▶ _Textauszug_:
◇ ◇ ◇

"Ärzte ohne Grenzen" fordert mehr Soforthilfe im Südsudan

"Ärzte ohne Grenzen" fordert mehr Soforthilfe im Südsudan
Die Hilfsorganisation "Ärzte ohne Grenzen" hat mehr internationale Nothilfe für Flüchtlinge im Südsudan gefordert. Fast drei Viertel der Bewohner des Landes hätten keinen Zugang zu einfachster medizinischer Versorgung. Die Mütter- und Kindersterblichkeit sei eine der höchsten weltweit, sagte der Geschäftsführer der deutschen Sektion von "Ärzte ohne Grenzen", Frank Dörner, am Donnerstag in Berlin.

Der Fokus der internationalen Gemeinschaft liege derzeit auf langfristiger Entwicklungshilfe für den Südsudan, sagte Dörner bei der Vorstellung des Jahresberichtes 2011 von "Ärzte ohne Grenzen". Angesichts der Notlage Hunderttausender müsse aber umgehend mehr Nothilfe bereitgestellt werden.

◇ ◇ ◇

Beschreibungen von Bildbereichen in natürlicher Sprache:
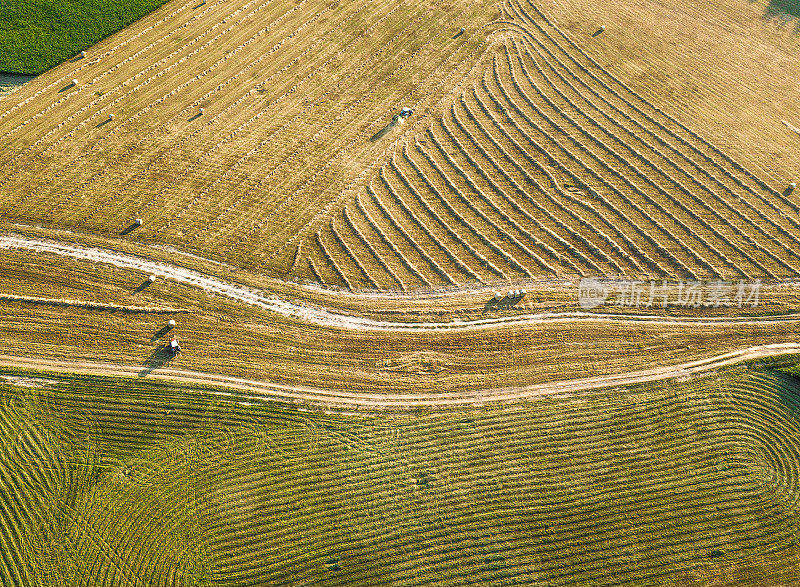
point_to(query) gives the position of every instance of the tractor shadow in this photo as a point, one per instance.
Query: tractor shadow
(160, 333)
(383, 132)
(158, 358)
(143, 286)
(130, 228)
(501, 304)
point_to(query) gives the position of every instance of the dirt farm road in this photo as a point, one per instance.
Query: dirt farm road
(332, 318)
(341, 400)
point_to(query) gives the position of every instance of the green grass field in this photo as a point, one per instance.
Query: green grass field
(116, 482)
(36, 35)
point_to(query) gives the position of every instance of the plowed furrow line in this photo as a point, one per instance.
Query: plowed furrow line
(612, 171)
(353, 257)
(643, 135)
(674, 203)
(429, 186)
(426, 228)
(493, 206)
(504, 155)
(332, 263)
(725, 158)
(368, 245)
(570, 156)
(496, 187)
(592, 228)
(389, 243)
(403, 231)
(510, 260)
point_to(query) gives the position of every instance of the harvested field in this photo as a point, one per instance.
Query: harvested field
(290, 94)
(549, 165)
(526, 156)
(109, 480)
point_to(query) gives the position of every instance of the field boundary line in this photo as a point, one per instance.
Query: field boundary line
(328, 317)
(341, 399)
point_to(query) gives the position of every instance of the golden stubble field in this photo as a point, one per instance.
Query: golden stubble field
(260, 134)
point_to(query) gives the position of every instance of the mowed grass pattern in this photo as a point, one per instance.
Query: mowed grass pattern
(114, 482)
(548, 165)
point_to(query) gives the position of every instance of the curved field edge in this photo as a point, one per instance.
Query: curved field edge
(108, 481)
(345, 400)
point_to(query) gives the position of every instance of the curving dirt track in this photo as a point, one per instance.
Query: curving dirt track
(331, 318)
(345, 400)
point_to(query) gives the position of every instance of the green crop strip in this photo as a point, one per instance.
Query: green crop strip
(36, 35)
(106, 479)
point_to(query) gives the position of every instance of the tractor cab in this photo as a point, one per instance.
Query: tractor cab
(173, 348)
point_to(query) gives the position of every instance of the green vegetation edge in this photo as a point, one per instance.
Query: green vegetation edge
(36, 35)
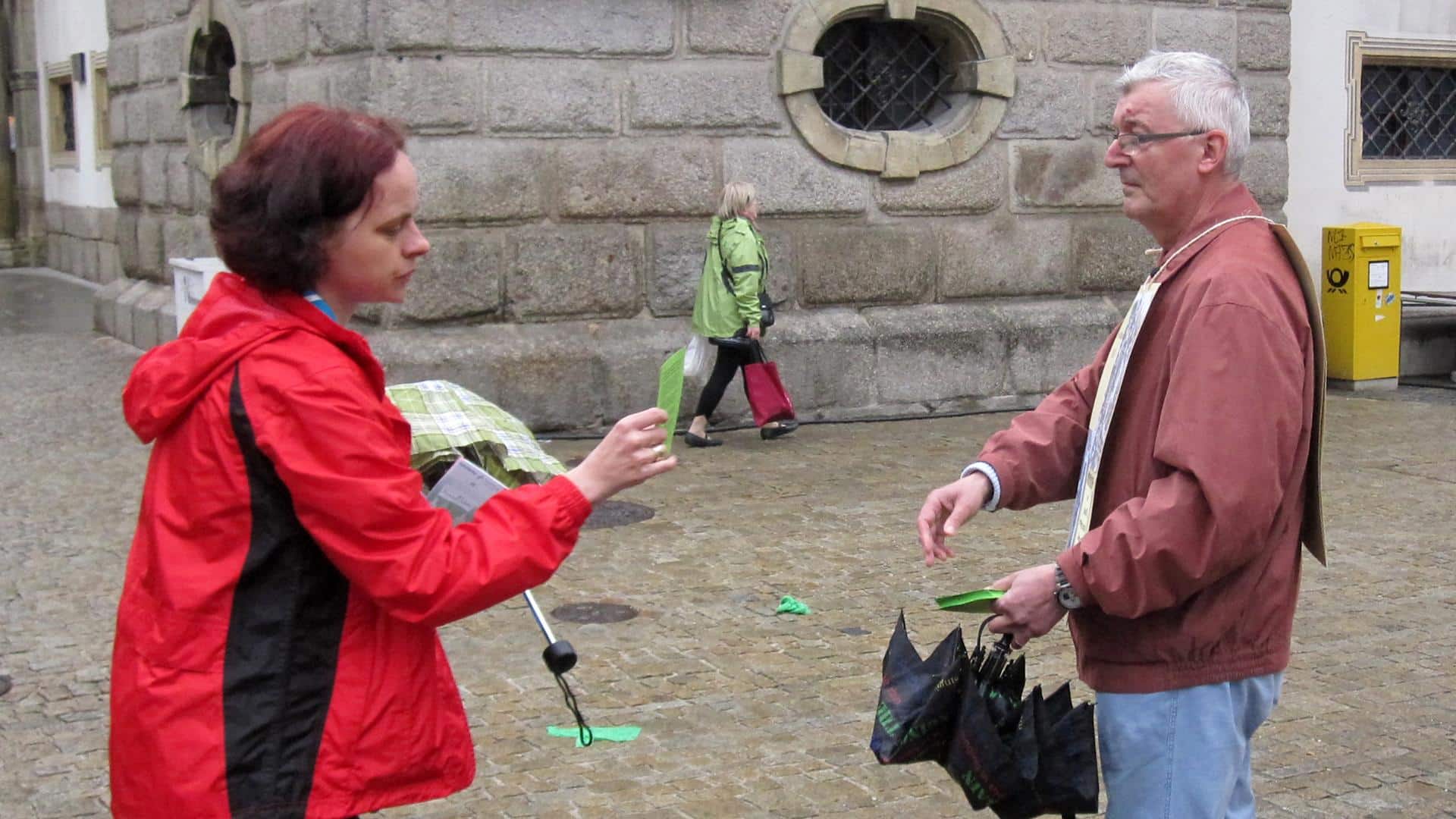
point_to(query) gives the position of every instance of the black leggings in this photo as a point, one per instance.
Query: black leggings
(730, 360)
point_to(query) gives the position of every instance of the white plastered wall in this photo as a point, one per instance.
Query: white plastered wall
(1320, 101)
(63, 28)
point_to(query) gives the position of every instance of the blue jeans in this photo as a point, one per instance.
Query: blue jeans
(1183, 754)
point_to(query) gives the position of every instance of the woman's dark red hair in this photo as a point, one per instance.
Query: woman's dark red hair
(291, 186)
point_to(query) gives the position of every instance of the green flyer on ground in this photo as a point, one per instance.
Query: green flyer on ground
(670, 394)
(973, 602)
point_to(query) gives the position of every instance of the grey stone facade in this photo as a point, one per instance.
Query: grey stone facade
(571, 153)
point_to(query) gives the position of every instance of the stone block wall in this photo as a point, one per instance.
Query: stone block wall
(571, 153)
(82, 241)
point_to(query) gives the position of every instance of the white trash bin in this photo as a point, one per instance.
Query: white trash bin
(190, 283)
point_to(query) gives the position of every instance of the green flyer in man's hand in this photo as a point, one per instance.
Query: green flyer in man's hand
(670, 394)
(973, 602)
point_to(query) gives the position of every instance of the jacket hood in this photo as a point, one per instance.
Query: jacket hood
(232, 319)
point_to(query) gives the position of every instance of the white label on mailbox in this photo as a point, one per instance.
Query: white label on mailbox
(1379, 276)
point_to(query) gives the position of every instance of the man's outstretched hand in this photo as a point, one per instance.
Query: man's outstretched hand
(946, 510)
(1030, 605)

◇ ◇ ◇

▶ _Aufgabe 1_: Übertragen Sie aus dem Textauszug über den Südsudan wortgetreu die Passage, die mit „Der Fokus der“ beginnt und sich bis einschließlich „Nothilfe bereitgestellt werden.“ erstreckt.
▶ _Aufgabe 2_: Prüfen Sie, ob die folgenden Aussagen mit dem Textauszug über den Südsudan übereinstimmen, und antworten Sie jeweils mit Ja oder Nein samt den ausschlaggebenden Worten als wörtliches Zitat: (a) Frank Dörner äußerte sich am Donnerstag in Berlin. (b) Anlass war die Vorstellung des Jahresberichtes 2012. (c) Etwa die Hälfte der Bewohner hat keinen Zugang zu einfachster medizinischer Versorgung.
Das Material wird für die Bearbeitung nicht benötigt.

▶ _Antwort 1_:
Der Fokus der internationalen Gemeinschaft liege derzeit auf langfristiger Entwicklungshilfe für den Südsudan, sagte Dörner bei der Vorstellung des Jahresberichtes 2011 von "Ärzte ohne Grenzen". Angesichts der Notlage Hunderttausender müsse aber umgehend mehr Nothilfe bereitgestellt werden.

▶ _Antwort 2_:
(a) Ja: „Frank Dörner, am Donnerstag in Berlin“
(b) Nein: „bei der Vorstellung des Jahresberichtes 2011“
(c) Nein: „Fast drei Viertel der Bewohner des Landes hätten keinen Zugang zu einfachster medizinischer Versorgung“